▸ **ORIENTAÇÃO**: Quais linhas dos itens abaixo contêm a palavra "cliff"? Reúna todas elas, levando em conta a diferença entre maiúsculas e minúsculas.

^^^^^^^^^^^^^^^^

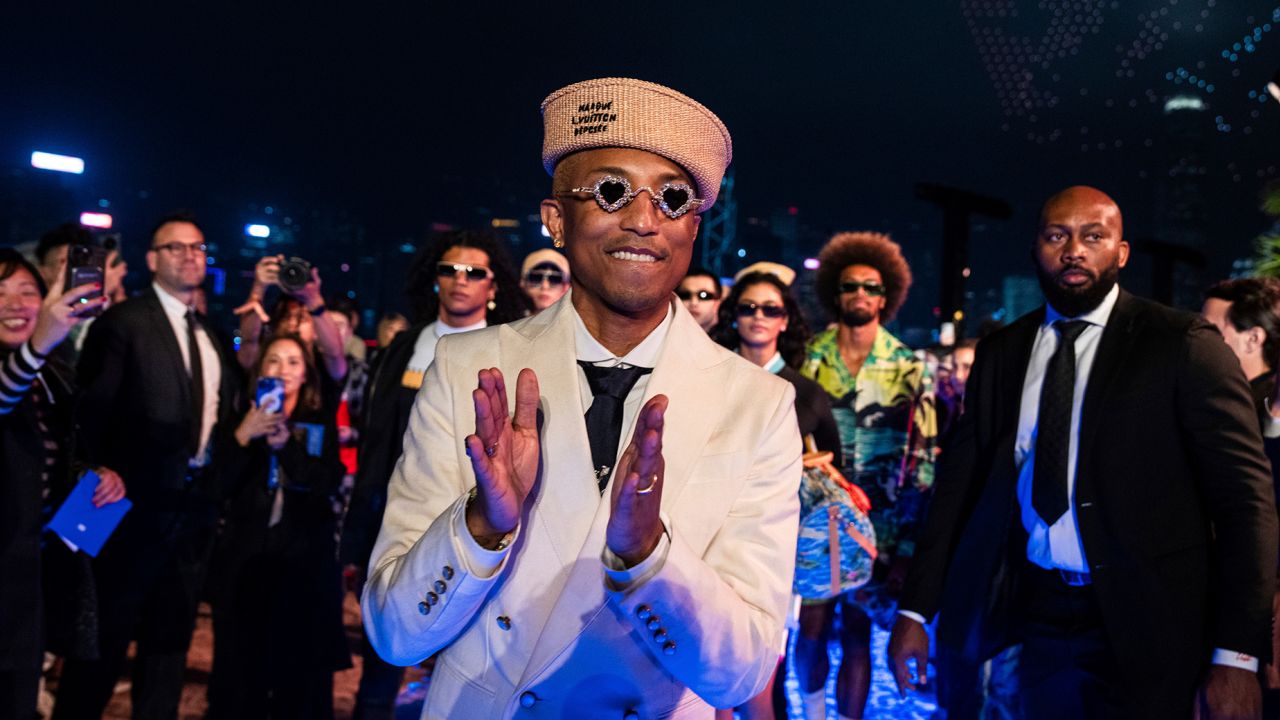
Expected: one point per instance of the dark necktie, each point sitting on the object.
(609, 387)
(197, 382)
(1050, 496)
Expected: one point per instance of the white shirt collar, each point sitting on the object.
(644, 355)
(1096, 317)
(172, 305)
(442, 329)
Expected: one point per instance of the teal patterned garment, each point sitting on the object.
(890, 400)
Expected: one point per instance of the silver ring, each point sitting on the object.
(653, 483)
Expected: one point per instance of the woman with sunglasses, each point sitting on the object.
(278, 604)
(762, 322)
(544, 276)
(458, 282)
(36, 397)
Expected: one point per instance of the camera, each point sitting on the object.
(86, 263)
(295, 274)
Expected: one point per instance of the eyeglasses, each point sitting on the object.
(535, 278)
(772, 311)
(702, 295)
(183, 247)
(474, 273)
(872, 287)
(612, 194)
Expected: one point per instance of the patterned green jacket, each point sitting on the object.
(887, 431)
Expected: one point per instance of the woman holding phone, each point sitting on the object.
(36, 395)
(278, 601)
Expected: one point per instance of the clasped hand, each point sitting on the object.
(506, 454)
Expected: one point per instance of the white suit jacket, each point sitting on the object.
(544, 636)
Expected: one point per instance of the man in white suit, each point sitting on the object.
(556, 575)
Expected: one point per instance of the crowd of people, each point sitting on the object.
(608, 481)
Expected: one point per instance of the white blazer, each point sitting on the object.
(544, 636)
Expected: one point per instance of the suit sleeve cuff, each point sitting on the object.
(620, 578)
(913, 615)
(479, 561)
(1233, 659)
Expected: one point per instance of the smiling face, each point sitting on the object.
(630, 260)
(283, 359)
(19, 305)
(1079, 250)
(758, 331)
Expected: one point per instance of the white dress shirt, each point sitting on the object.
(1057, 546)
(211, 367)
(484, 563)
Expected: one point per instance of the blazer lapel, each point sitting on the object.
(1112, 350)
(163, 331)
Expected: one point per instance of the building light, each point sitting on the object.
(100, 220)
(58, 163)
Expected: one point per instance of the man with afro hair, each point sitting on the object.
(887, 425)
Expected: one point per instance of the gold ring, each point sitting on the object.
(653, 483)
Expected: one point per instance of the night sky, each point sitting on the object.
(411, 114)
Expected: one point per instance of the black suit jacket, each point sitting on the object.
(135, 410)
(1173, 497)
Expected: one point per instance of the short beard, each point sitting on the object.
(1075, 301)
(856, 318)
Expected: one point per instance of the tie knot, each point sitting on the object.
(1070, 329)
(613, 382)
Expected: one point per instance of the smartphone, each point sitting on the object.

^^^^^^^^^^^^^^^^

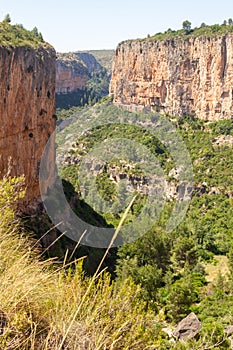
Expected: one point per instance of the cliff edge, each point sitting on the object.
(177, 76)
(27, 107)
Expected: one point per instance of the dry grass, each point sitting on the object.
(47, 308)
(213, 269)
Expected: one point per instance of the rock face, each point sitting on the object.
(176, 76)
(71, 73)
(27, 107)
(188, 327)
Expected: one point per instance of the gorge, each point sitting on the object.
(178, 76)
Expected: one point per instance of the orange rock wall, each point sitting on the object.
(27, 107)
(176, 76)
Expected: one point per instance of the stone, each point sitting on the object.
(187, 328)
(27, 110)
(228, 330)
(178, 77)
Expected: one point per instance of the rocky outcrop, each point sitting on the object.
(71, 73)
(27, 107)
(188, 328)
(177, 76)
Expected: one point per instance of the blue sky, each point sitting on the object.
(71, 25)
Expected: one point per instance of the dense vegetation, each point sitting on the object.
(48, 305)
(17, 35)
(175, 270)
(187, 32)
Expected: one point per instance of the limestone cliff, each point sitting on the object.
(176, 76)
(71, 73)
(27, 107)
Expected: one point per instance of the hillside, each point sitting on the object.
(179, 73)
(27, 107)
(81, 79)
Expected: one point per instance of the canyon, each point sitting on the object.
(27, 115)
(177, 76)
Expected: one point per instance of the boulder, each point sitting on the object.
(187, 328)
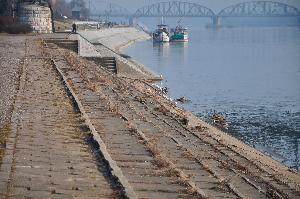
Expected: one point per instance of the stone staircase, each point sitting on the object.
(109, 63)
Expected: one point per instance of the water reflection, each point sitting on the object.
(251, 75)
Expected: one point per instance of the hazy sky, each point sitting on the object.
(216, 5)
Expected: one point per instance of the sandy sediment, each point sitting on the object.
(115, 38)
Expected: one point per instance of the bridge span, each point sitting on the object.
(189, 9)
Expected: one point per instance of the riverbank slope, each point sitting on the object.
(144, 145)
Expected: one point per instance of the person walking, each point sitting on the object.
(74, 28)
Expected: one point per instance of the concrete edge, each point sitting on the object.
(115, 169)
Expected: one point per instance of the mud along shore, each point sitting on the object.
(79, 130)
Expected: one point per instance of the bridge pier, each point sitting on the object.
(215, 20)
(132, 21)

^^^^^^^^^^^^^^^^

▸ **EM RESPOSTA**:
Expected: one point per instance of the cliff edge, each point sitting on the object.
Expected: one point per instance of the limestone cliff, each point sitting on the object.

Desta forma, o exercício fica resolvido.